To do. Return every line of the data below that contains the string "target", matching case exactly.

Rows from a pointing dataset:
::::::::::

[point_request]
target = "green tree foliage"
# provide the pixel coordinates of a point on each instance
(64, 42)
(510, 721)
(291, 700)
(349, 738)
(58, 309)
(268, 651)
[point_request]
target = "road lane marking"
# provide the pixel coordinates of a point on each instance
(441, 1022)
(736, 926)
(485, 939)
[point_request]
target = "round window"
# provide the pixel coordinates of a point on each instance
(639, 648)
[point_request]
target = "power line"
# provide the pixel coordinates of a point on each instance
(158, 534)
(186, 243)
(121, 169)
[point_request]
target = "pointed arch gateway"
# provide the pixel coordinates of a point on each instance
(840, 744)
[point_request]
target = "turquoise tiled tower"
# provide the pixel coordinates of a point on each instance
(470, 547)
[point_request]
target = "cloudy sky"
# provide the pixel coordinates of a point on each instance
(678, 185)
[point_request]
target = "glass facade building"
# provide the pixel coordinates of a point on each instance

::::::::::

Finished task.
target = "green tree foliage"
target = "road lane marking"
target = "round window"
target = "power line"
target = "pointed arch gateway"
target = "turquoise tiled tower"
target = "cloudy sky"
target = "glass facade building"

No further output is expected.